Give back only the lines from the one with "(1243,819) (no space after the comma)." through the last line of the data, exactly as they appear.

● ● ● ●

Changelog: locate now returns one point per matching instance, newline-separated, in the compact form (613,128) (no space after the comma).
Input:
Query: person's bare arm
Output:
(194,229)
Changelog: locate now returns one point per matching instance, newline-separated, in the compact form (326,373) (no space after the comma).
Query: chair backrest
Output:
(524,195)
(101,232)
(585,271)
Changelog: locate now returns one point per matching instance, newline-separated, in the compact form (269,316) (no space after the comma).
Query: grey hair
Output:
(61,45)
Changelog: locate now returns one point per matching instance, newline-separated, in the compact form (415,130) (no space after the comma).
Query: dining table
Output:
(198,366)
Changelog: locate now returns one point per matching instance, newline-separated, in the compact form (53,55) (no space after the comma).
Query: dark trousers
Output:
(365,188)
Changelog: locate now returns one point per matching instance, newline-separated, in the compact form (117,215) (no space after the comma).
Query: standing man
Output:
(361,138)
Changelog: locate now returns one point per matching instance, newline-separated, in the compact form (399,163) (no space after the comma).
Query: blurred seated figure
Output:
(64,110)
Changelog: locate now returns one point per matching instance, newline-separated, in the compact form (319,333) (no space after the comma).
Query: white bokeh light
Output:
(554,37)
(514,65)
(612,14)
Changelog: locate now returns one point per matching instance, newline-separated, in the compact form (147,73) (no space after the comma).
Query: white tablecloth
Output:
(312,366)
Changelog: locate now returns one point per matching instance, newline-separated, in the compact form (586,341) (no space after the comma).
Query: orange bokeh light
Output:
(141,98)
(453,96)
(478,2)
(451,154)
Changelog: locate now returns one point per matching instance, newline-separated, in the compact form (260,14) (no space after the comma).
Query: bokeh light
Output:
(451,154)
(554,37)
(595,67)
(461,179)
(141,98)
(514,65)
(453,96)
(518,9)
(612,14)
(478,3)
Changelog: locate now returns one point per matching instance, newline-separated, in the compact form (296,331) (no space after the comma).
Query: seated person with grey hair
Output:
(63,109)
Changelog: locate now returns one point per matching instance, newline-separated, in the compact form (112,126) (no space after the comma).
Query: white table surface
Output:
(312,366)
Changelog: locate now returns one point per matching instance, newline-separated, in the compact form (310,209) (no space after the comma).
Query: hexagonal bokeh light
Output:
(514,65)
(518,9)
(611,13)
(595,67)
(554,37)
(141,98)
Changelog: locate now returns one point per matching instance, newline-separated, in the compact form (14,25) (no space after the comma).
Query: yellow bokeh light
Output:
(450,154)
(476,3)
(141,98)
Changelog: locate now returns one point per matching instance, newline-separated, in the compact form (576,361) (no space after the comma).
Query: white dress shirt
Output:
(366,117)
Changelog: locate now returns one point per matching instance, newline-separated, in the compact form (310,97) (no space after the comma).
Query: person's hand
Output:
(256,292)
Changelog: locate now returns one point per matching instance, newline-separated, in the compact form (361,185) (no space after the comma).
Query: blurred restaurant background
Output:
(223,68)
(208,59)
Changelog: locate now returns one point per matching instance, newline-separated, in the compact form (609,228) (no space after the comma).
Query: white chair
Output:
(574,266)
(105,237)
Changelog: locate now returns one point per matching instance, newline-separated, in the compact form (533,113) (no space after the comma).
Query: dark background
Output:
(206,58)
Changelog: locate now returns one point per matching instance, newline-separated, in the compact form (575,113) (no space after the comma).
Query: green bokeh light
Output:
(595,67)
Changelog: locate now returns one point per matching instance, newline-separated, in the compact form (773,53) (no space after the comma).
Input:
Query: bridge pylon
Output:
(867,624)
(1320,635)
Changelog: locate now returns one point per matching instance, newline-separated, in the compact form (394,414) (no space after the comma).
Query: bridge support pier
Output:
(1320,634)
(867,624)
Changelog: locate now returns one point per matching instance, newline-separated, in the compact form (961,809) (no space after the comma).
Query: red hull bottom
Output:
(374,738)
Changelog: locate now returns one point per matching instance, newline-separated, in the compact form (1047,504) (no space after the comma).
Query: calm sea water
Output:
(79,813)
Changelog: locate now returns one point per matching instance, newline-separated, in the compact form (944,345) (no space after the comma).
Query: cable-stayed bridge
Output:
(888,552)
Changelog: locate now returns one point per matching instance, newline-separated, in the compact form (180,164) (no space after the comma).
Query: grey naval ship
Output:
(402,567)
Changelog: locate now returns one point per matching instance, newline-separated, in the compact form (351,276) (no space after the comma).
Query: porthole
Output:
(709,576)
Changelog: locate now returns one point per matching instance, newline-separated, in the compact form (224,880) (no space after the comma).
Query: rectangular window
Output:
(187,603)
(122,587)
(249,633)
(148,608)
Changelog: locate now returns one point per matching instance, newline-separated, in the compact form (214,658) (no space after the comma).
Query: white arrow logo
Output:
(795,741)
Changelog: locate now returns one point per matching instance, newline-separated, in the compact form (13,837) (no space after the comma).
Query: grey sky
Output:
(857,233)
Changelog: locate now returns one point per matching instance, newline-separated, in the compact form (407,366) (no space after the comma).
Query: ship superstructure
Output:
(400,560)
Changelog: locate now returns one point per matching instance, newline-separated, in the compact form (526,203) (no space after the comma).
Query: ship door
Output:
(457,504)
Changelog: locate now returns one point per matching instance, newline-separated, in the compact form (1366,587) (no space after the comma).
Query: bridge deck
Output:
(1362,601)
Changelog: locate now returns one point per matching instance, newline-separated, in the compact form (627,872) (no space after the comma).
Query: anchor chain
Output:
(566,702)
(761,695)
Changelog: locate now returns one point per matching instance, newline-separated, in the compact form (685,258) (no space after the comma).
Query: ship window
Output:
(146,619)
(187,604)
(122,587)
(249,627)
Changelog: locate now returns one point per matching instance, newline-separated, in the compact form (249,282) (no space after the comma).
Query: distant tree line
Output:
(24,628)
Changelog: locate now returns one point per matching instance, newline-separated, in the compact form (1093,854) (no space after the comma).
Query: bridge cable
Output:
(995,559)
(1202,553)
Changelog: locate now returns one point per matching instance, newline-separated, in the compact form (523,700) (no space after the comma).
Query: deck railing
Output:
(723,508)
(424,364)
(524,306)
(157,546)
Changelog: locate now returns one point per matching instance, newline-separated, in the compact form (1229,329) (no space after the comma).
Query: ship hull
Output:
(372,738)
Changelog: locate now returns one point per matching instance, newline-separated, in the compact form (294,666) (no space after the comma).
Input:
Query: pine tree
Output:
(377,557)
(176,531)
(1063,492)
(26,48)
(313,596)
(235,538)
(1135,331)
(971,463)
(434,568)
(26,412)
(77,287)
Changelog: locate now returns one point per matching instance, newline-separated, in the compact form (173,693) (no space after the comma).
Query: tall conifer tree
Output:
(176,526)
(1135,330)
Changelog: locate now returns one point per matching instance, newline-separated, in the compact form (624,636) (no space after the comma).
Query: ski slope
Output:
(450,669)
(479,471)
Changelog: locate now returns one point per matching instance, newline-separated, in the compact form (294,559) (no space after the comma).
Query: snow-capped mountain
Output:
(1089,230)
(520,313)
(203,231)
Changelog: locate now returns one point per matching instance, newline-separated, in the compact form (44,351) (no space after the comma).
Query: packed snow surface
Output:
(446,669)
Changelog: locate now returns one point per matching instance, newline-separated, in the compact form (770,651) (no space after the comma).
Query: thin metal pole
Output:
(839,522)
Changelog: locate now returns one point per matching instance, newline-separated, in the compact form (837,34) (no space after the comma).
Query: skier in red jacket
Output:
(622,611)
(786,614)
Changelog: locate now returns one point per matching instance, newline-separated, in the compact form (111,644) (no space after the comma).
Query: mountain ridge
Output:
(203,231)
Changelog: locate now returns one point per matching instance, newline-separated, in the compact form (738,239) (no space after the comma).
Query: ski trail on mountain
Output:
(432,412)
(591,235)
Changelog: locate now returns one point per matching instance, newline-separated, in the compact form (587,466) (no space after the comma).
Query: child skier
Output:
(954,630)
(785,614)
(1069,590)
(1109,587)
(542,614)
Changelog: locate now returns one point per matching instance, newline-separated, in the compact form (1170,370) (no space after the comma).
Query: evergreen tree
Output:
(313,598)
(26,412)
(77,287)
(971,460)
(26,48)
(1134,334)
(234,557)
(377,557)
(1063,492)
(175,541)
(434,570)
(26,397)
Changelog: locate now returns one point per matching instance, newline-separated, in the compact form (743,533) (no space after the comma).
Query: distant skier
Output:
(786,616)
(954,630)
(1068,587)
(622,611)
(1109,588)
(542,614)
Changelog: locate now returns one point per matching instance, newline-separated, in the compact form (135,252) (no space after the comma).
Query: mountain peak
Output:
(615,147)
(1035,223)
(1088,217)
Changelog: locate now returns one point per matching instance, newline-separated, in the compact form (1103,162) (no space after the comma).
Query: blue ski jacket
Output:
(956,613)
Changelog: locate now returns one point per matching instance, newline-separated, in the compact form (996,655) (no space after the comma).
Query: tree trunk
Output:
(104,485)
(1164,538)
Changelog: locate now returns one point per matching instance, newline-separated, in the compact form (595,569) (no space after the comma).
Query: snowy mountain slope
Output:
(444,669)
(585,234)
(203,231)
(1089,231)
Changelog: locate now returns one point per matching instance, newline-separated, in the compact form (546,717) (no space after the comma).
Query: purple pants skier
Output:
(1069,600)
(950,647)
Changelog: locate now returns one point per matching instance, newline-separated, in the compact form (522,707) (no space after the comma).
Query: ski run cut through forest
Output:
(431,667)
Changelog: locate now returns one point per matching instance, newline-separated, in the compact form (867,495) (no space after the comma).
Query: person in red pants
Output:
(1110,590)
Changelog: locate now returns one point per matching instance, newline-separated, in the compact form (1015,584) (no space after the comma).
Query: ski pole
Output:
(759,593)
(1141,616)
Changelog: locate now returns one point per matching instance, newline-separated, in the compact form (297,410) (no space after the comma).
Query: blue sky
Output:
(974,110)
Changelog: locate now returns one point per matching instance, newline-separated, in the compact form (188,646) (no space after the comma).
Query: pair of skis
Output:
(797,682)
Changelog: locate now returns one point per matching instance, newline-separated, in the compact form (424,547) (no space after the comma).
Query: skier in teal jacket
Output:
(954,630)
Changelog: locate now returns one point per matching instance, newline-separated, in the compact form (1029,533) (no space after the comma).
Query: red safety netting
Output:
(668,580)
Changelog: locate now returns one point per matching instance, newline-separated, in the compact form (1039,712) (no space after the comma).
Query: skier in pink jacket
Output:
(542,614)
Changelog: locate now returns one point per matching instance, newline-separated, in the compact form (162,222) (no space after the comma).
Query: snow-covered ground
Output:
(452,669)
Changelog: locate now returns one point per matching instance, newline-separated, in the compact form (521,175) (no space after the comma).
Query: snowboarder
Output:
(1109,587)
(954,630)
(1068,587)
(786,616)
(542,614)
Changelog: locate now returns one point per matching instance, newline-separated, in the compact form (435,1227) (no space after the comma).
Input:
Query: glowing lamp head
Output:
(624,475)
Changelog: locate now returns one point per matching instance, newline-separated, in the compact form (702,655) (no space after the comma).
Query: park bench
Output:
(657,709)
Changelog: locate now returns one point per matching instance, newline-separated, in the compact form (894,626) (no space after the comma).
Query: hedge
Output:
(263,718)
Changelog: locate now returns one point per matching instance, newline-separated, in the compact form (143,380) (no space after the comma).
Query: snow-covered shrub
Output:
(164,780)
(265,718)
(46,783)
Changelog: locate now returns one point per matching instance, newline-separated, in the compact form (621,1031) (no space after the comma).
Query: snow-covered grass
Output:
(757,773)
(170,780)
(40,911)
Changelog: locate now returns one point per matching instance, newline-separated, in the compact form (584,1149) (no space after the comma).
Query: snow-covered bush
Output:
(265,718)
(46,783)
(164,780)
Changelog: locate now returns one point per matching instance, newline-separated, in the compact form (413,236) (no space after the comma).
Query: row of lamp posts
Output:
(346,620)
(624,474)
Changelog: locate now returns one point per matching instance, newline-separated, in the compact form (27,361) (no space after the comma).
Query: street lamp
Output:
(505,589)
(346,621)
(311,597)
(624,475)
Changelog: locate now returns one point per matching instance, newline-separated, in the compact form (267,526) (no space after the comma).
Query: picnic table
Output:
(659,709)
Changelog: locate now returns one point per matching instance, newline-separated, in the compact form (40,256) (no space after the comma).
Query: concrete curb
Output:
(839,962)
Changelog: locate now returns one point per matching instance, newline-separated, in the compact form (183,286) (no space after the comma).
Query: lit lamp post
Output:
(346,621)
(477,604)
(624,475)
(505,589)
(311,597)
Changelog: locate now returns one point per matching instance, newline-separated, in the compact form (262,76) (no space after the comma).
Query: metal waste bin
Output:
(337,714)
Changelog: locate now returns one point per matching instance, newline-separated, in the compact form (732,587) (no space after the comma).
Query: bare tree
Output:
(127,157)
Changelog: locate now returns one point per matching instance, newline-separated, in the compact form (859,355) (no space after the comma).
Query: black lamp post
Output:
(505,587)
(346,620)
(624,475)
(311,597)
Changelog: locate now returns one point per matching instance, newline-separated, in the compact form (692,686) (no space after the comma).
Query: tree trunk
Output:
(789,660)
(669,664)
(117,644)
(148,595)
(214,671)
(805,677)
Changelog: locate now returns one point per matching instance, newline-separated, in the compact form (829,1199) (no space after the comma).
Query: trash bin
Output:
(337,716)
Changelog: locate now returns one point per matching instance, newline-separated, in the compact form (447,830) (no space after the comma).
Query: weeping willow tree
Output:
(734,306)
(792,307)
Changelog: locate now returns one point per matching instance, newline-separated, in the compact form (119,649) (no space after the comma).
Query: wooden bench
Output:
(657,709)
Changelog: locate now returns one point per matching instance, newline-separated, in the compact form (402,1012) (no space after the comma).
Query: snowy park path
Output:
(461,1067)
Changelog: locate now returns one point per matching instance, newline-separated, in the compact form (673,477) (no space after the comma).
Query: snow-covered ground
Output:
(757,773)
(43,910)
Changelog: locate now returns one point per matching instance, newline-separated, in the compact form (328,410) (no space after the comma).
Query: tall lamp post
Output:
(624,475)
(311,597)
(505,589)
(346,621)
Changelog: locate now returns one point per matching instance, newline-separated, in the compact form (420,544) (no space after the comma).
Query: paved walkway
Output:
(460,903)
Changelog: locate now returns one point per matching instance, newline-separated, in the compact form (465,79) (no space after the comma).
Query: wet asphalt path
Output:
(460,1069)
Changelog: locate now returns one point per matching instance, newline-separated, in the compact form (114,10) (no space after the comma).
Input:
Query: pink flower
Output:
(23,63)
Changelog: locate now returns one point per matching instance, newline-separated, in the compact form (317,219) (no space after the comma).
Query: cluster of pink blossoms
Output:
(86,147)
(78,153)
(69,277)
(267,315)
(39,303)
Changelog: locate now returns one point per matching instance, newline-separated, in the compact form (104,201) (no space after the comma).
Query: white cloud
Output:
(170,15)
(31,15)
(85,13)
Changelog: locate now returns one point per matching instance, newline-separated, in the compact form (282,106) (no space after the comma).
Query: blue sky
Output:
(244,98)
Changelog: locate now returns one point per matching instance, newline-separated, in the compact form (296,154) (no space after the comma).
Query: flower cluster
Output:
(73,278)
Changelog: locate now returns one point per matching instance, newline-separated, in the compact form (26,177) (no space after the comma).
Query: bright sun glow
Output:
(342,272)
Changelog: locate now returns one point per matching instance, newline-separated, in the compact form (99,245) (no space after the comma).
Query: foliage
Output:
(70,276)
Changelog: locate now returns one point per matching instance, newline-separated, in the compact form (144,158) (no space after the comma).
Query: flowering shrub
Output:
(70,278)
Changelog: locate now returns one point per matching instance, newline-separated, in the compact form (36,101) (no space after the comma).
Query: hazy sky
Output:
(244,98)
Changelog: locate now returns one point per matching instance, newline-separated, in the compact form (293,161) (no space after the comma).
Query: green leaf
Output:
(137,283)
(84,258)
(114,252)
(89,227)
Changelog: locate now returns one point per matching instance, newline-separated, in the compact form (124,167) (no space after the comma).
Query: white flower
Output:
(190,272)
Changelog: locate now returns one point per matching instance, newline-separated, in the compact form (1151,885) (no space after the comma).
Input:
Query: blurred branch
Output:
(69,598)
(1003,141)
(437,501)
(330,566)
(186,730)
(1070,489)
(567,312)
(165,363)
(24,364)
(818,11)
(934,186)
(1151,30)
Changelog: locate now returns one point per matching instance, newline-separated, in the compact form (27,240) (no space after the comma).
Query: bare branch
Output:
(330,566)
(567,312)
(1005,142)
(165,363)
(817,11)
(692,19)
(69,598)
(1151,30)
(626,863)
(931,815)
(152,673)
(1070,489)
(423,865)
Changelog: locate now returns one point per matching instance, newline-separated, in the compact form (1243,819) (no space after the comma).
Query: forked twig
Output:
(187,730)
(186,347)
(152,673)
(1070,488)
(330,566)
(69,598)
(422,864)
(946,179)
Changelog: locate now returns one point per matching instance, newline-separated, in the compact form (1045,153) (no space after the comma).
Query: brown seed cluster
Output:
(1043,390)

● ● ● ●

Reply to the exercise:
Changelog: locate now returns one point per matching instance, newline-separated, in the compact form (1243,819) (no space after the comma).
Query: forked twig
Output:
(187,730)
(186,347)
(152,673)
(1070,488)
(330,566)
(69,598)
(422,864)
(946,179)
Changelog: locate now returns one point per matching instance, newline-separated, in the compact form (1045,153) (no space after the comma).
Query: brown seed cluster
Output:
(1043,390)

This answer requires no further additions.